— What you should do —
Which lines in the items below contain the word "stage"? Copy each of those lines in full.

— Supplied records —
----------------------------------------

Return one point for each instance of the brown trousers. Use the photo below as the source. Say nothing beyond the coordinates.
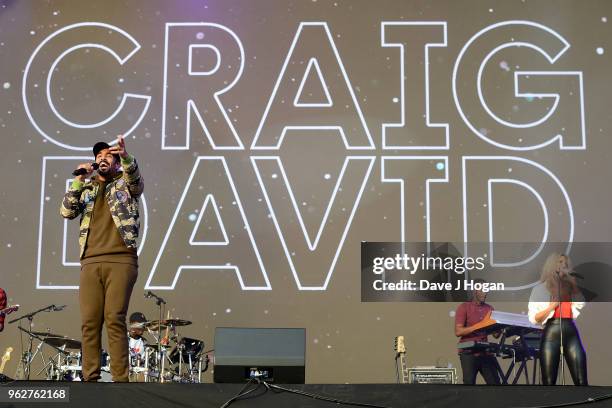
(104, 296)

----------------------------------------

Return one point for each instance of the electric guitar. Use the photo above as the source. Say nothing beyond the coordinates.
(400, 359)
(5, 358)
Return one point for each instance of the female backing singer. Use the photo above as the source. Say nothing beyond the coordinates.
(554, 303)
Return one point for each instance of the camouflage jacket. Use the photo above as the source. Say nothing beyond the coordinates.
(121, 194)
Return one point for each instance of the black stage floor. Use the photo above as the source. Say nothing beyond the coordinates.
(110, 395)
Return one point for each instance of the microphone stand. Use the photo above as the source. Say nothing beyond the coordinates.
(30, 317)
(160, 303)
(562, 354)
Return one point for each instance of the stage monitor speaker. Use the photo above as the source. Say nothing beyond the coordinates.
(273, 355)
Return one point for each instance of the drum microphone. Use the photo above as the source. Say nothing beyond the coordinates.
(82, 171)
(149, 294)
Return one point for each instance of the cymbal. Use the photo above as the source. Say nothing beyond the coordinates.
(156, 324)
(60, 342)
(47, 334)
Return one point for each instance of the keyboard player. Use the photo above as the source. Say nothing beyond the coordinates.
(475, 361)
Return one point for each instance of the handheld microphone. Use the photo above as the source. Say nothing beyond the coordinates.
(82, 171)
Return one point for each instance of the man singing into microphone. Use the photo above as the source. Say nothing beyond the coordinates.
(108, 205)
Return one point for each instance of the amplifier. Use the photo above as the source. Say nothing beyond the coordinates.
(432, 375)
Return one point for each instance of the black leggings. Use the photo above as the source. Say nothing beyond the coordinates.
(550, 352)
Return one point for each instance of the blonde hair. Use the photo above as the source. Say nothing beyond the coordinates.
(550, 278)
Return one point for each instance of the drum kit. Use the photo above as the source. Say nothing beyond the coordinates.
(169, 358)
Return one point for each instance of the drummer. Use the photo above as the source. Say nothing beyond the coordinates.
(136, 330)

----------------------------------------

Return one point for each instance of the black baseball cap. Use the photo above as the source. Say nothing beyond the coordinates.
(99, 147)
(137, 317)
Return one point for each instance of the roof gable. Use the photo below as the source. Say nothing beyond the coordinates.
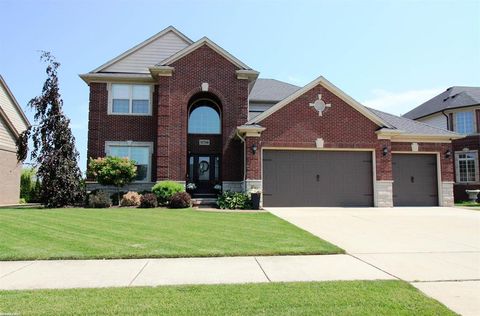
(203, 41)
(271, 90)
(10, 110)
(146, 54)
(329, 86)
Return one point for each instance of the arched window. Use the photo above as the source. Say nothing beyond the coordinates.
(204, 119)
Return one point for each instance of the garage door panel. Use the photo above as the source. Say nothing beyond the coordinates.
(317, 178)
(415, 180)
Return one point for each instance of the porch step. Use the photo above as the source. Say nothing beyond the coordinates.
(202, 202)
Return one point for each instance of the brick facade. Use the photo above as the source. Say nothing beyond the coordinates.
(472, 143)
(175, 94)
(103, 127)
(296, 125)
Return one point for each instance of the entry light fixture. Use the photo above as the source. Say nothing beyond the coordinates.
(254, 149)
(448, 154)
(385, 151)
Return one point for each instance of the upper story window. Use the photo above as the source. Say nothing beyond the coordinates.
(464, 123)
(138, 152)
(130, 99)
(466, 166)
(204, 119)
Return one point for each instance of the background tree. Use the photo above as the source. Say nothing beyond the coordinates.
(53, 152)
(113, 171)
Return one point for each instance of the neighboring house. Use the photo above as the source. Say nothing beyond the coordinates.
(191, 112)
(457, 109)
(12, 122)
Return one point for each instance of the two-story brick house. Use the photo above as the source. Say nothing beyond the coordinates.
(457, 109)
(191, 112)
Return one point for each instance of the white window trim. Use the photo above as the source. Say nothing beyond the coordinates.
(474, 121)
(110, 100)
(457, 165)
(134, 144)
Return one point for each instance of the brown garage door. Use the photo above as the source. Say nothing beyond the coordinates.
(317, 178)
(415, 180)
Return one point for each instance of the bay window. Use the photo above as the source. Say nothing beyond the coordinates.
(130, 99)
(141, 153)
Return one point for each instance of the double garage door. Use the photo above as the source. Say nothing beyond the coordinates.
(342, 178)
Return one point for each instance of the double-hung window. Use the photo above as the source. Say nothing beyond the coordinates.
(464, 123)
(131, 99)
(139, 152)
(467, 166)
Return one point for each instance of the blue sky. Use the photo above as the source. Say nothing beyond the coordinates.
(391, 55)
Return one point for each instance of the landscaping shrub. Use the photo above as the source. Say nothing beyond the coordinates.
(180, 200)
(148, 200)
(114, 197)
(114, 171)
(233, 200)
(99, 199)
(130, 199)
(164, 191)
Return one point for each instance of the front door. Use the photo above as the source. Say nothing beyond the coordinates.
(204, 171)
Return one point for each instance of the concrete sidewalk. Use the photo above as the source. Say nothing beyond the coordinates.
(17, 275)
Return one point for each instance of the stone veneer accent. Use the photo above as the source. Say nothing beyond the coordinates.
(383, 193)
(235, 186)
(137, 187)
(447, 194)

----------------------------------------

— Solution for this task —
Return one point for each instance of the black stage floor. Use the photo above as the source. Say nothing beyond the coordinates.
Return one point for each instance of the stage monitor speaker. Use the photo above as the source. Say nothing beyond the coordinates.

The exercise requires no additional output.